OBJECTIF VISÉ → Citez, sans rien y changer, le passage de l'extrait retenu qui commence par « Ceux-ci vivaient souvent » et se termine par « facilitait cette mutation. ».

Le respect est la base des relations entre maître et disciple

  Pierre Portocarrero

Propos recueillis par André LOUKA pour la revue «Arts Martiaux».

Pierre Portocarrero : Ce qui est frappant, c’est de constater combien pour le pratiquant, l’individu est sacrifié, qu’il le soit au nom du développement de la discipline ou même de l’image que l’on s’en fait. Dans un monde aussi médiatisé que le nôtre, où les moyens de communication sont développés à un niveau déjà ahurissant, on ne peut que déplorer le manque de communication entre les hommes et, en particulier, entre le maître ou le professeur avec le disciple ou l’élève.

Arts Martiaux : A quoi cela tient-il ?

Pierre Portocarrero : Aux conditions dans lequelles les arts martiaux sont enseignés actuellement. Je m’explique. Traditionnellement, le bujutsu (techniques de combat) japonais ou de son équivalent chinois, le wushu, sont des techniques de survie.
La connaissance et la maîtrise de ces techniques de combat conféraient, à ceux qui les détenaient, un certain privilège : celui de pouvoir survivre en cas d’agression. A cause de cela, elles n’étaient enseignées qu’à ceux que le maître ou le sensei voulait recevoir comme disciples.

Ceux-ci vivaient souvent avec leur maître, c’est ce que l’on appelle les uchi deshi. Ils partageaient son univers quotidien et voyaient leur maître vivre en dehors du dojo, avec ses qualités mais aussi avec ses défauts ou ses faiblesses. C’est cette proximité qui forgeait le respect. Au départ, c’était sans doute l’admiration qui les poussait à demander au maître le privilège de bénéficier de ses connaissances, elle se mutait, au fil du temps, en respect. L’univers assez restreint, du fait du nombre limité de disciples, facilitait cette mutation.

LIGNES DE DONNÉES →
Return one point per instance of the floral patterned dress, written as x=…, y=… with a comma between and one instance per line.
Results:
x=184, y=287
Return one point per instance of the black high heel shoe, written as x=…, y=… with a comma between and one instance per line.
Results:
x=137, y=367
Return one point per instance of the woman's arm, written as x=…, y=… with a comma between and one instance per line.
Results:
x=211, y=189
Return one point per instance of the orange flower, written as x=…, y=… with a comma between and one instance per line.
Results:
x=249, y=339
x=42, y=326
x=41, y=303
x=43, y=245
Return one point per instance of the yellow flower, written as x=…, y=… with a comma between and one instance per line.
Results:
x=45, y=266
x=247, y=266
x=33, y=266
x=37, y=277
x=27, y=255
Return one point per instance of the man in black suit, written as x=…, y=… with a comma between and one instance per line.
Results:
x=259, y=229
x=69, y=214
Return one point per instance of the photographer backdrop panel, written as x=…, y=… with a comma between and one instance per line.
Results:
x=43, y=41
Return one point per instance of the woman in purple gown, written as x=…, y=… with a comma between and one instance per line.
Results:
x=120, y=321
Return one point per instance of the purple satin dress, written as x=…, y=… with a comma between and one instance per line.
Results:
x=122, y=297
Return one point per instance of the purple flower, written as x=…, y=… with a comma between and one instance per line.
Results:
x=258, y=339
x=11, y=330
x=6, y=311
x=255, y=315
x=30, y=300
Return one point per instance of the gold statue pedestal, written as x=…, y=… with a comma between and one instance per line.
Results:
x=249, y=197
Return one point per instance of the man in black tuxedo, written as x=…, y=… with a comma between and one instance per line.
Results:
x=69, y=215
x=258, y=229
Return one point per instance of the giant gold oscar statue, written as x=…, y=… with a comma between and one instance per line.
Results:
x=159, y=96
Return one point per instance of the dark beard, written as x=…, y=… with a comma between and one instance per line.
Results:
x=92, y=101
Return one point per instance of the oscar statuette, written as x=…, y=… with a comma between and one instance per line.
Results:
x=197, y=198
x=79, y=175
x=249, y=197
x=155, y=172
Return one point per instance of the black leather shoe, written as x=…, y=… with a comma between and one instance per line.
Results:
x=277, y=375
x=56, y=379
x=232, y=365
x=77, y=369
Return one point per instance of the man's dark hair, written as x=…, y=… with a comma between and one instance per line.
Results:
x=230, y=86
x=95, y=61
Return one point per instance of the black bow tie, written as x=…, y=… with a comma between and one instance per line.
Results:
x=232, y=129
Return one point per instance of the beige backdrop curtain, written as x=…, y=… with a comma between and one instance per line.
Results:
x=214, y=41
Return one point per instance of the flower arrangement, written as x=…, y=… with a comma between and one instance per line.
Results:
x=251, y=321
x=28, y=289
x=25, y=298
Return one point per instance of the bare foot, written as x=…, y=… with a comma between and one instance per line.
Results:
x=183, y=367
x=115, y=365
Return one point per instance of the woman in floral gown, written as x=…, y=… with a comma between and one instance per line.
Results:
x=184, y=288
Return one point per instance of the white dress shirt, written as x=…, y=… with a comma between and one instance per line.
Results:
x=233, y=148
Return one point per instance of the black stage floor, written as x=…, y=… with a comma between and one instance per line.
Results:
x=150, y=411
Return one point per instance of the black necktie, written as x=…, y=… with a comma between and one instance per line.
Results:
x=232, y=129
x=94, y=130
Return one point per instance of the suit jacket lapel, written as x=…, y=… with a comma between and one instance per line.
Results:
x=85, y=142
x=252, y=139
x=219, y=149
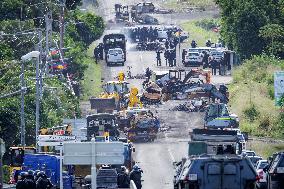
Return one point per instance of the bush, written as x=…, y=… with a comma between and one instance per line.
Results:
x=6, y=173
x=251, y=113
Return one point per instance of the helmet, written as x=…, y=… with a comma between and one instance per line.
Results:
x=30, y=172
x=36, y=172
x=136, y=167
x=23, y=174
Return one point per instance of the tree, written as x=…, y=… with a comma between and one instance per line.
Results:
x=242, y=20
x=274, y=35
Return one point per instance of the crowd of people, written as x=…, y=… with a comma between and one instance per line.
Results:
x=33, y=180
x=123, y=178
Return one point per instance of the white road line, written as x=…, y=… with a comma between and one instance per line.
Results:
x=169, y=149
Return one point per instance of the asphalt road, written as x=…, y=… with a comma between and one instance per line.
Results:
x=155, y=158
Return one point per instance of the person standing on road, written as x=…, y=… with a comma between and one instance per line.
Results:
x=193, y=44
x=183, y=54
x=123, y=180
x=205, y=60
x=158, y=57
x=136, y=175
x=214, y=65
x=96, y=54
x=21, y=184
x=43, y=182
x=29, y=181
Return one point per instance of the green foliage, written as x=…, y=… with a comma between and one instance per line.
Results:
x=207, y=24
x=199, y=34
x=243, y=20
x=6, y=174
x=88, y=27
x=255, y=78
x=273, y=34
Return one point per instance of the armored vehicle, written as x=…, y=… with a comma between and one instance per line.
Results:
x=213, y=163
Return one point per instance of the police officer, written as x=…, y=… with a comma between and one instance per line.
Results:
x=208, y=43
x=29, y=180
x=96, y=54
x=123, y=180
x=158, y=57
x=101, y=51
x=193, y=44
x=43, y=182
x=183, y=54
x=21, y=184
x=166, y=55
x=214, y=65
x=136, y=175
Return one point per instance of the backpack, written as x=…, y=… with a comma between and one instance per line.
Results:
x=30, y=184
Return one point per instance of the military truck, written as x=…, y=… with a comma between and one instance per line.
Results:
x=213, y=163
x=218, y=116
x=275, y=172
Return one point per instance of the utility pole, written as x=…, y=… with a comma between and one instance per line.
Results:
x=38, y=86
x=23, y=127
x=2, y=151
x=61, y=25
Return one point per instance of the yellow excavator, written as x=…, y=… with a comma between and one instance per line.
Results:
x=113, y=97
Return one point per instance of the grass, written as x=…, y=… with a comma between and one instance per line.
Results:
x=174, y=4
x=265, y=149
x=92, y=76
x=251, y=87
x=199, y=34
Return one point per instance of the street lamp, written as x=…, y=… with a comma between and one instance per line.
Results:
x=25, y=58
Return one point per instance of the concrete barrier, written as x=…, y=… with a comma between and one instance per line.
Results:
x=132, y=185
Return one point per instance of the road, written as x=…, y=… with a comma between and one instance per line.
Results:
x=155, y=158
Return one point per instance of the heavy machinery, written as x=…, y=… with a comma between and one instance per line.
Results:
x=121, y=12
x=213, y=163
x=102, y=124
x=217, y=116
x=139, y=124
x=275, y=172
x=50, y=164
x=103, y=127
x=114, y=40
x=113, y=97
x=152, y=93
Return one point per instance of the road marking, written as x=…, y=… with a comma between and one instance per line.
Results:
x=169, y=149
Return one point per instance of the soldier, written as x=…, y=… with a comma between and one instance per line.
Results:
x=136, y=175
x=193, y=44
x=183, y=54
x=96, y=54
x=159, y=62
x=123, y=180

RÉSULTAT OBTENU →
Ceux-ci vivaient souvent avec leur maître, c’est ce que l’on appelle les uchi deshi. Ils partageaient son univers quotidien et voyaient leur maître vivre en dehors du dojo, avec ses qualités mais aussi avec ses défauts ou ses faiblesses. C’est cette proximité qui forgeait le respect. Au départ, c’était sans doute l’admiration qui les poussait à demander au maître le privilège de bénéficier de ses connaissances, elle se mutait, au fil du temps, en respect. L’univers assez restreint, du fait du nombre limité de disciples, facilitait cette mutation.